====== PAGE
Starting a business involves a great deal of decision making. One of the first, and most important, decisions is choosing a business structure. A business structure can affect how much you pay in taxes, the paperwork you are required to file, and your personal liability as the business owner. The options for common business structures are as follows –
Sole Proprietorship
A sole proprietorship is an unincorporated business with only one member, meaning the business is not a separate legal entity, and therefore, does not require a separate business return. However, as a sole proprietor, you can be held personally liable for the business’ debts and obligations. Profits of a sole proprietorship are taxed as earned income on the individual’s personal income tax return, and losses may in certain circumstances be used to offset other income. Additionally, a sole proprietorship is subject to self-employment tax.
Single Member LLC
A single member LLC is similar to the sole proprietorship in that it has only one member and is taxed on the individual’s personal income tax return, however, it is a separate legal entity. The benefit of a single member LLC is the protection it generally provides a business owner from personal liability of the debts and obligations of a business.
============
- [WRITTEN REQUEST A]:
Collect every line of the rows that contains the string "pale", treating case as significant.
- [WRITTEN REQUEST B]:
Go on with the text on choosing a business structure, starting right after its last sentence.
The business structure text has no connection to the rows that come after it.
====== DATA LISTING
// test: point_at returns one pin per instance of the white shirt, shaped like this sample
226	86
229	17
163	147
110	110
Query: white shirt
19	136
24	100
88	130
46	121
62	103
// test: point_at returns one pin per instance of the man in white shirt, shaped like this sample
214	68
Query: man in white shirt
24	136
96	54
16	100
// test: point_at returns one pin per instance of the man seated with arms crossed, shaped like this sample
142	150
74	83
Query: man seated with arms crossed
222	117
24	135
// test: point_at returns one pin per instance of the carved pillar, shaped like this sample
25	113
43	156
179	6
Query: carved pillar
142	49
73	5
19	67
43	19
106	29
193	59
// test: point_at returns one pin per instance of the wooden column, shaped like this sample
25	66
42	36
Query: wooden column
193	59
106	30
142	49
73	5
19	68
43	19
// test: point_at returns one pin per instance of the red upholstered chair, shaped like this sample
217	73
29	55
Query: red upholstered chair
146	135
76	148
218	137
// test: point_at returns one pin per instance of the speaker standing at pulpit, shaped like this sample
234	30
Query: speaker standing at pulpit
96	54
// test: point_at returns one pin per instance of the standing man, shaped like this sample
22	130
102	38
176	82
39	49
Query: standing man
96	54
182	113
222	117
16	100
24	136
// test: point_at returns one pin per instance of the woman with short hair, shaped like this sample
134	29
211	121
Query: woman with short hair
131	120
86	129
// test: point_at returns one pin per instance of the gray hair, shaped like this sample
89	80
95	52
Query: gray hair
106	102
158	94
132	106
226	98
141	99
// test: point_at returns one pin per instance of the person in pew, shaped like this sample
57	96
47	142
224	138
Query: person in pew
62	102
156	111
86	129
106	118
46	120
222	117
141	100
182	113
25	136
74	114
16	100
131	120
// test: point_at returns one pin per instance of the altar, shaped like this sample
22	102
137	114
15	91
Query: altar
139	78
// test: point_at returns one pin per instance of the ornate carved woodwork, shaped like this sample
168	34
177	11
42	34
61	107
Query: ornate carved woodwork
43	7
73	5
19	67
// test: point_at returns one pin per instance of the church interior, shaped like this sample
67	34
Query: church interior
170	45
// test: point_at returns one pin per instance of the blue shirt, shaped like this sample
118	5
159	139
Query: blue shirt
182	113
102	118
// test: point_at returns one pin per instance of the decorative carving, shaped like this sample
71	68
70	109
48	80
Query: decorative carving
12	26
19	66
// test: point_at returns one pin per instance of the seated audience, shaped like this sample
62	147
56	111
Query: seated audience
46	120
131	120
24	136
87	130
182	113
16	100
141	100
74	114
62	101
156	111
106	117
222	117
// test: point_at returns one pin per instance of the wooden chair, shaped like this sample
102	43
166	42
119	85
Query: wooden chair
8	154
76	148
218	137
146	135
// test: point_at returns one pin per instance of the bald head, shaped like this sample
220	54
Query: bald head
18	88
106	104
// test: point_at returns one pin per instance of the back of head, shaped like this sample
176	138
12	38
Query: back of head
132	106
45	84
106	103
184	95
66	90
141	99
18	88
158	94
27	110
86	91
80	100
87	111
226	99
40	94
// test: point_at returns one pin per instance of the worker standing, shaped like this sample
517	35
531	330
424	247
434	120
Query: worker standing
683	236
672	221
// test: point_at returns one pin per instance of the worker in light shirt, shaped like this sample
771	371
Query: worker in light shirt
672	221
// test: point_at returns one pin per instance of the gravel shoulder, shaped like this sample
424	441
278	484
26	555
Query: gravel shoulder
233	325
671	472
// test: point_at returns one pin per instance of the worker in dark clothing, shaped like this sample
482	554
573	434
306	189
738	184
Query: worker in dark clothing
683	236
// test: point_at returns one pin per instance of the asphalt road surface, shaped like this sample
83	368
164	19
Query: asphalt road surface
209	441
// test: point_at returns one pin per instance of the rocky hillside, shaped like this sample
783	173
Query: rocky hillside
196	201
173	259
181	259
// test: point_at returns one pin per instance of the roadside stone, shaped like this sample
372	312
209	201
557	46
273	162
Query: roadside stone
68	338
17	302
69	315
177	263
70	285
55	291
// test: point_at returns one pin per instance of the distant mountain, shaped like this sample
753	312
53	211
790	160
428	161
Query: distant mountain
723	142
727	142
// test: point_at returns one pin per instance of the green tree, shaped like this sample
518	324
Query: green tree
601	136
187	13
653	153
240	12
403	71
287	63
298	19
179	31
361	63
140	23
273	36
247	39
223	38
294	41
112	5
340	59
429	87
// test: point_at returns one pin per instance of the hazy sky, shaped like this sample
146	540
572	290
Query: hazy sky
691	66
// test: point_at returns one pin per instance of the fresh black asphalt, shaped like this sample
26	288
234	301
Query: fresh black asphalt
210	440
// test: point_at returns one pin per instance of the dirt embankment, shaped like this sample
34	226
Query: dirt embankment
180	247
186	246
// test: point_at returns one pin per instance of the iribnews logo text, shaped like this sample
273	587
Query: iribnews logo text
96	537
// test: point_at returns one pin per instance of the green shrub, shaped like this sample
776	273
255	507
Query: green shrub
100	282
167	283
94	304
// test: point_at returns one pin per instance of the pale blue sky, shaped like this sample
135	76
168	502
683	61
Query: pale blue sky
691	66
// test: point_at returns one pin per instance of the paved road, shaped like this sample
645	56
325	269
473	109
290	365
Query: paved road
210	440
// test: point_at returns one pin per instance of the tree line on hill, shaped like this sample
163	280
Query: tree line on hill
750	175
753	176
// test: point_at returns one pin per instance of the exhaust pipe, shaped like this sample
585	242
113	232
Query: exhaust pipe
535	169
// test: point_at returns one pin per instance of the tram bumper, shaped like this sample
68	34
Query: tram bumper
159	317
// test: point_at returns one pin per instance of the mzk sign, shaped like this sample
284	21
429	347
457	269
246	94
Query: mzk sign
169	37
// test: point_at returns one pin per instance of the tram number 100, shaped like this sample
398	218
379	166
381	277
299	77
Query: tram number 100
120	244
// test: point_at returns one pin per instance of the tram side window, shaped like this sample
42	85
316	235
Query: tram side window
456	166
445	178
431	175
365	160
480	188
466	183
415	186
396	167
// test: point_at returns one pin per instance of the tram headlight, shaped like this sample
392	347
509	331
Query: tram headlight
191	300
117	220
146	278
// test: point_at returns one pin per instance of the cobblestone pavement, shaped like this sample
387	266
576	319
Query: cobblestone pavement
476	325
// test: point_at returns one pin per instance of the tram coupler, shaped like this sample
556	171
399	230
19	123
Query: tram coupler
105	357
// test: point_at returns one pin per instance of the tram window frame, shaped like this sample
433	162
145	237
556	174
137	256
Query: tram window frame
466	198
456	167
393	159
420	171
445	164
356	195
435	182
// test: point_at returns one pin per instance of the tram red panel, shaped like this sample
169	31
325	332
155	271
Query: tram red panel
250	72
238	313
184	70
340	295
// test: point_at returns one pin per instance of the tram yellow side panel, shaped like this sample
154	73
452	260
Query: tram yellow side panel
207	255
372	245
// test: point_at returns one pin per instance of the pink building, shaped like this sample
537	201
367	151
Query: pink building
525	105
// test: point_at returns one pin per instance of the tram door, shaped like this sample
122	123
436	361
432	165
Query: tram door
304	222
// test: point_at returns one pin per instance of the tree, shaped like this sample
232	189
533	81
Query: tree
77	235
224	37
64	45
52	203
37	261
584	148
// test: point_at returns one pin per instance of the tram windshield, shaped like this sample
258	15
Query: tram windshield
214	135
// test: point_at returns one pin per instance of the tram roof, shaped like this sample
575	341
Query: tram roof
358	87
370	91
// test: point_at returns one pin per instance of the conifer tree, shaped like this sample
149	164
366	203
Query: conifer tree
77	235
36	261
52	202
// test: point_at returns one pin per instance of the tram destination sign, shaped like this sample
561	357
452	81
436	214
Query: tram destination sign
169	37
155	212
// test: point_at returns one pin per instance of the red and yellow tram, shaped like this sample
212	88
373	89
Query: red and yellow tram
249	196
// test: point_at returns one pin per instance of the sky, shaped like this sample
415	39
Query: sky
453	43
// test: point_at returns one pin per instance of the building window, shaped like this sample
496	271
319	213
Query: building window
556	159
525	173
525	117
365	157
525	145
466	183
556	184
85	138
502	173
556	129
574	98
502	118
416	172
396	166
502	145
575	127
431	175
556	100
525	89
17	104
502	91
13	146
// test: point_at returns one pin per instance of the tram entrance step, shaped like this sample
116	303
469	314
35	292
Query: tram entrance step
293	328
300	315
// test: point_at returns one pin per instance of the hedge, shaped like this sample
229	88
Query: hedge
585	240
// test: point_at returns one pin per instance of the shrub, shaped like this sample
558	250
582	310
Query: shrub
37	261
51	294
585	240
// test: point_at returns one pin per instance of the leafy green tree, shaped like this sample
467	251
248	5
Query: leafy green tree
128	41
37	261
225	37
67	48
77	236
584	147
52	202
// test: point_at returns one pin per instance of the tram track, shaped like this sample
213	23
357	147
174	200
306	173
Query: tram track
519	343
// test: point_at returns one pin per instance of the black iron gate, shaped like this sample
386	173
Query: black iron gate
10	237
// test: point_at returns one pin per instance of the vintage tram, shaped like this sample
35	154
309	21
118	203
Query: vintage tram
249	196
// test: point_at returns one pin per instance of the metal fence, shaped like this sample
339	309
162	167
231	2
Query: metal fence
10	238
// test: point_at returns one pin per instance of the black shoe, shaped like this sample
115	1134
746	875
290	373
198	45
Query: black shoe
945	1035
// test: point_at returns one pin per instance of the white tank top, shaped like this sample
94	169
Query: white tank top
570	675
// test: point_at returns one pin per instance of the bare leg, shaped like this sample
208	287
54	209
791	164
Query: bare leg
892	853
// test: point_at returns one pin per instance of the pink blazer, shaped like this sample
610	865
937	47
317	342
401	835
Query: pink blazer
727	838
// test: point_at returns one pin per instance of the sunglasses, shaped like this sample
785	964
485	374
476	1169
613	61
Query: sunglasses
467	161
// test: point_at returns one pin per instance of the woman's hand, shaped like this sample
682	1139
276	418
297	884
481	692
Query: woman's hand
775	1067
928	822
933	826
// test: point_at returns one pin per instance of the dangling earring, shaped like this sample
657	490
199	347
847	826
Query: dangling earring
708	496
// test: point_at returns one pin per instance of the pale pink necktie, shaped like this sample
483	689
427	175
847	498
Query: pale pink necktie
============
- [EXERCISE OUTPUT A]:
// test: point_at returns one pin per instance of the pale blue sky, shaped like this sample
Query: pale blue sky
// test: point_at returns one pin per instance of the pale pink necktie, shaped like this sample
Query: pale pink necktie

- [EXERCISE OUTPUT B]:
Partnership
A partnership is a separate legal entity with two or more owners. For tax filing purposes, a partnership is referred to as a pass-through entity, meaning the business’ profit and losses are passed through to the individual partners. The partnership is required to file a business informational return (Form 1065) which issues a Schedule K-1 to each partner, reporting their individual share of profit and losses, which is then reported on their individual income tax return. Since the partners are individually responsible for any tax liabilities, the partnership itself is not subject to separate business taxes. Personal liability of a partner is dependent upon the type of partnership formed. A limited partnership (LP) has at least one general partner with unlimited liability and the remaining partners have limited liability. A limited liability partnership (LLP) provides limited liability to all partners.
Corporation: S Corp
An S Corp is a separate legal entity with one or more owners. Unlike partnerships, a business must file an election with the IRS in order to obtain S Corp status. S Corps, similar to partnerships, are pass-through entities and must file the business informational return (Form 1120S). The S Corp return issues a Schedule K-1 to each shareholder reporting their share of profit and losses to be reported on their individual income tax return. Generally, there are no separate business taxes for an S Corp. Shareholders are not personally liable for the entity’s debts, unless a personal guarantee is granted.
Corporation: C Corp
A C Corp is a separate legal entity that differs from Partnerships and S Corps in that they are not a pass-through entity, meaning the business’ profits are taxed at the entity level rather than the individual. A C Corp must file a corporate tax return (Form 1120) each year and pay any tax liability. Despite profit and losses not passing through to the shareholders, there is an instance where a C Corp shareholder could be responsible for a tax liability. If profits are distributed to shareholders in the form of a dividend, the individual would report, and be taxed on, the dividend income on their personal income tax return. Stockholders have no personal liability, therefore, they are protected from the entity’s debts, unless a personal guarantee is granted.
A business structure can impact multiple aspects of your business, so it is important to consult with your HK tax professionals and ensure you’re selecting a structure that best suits your future business. Call Courtney at 330-453-7633 for more information.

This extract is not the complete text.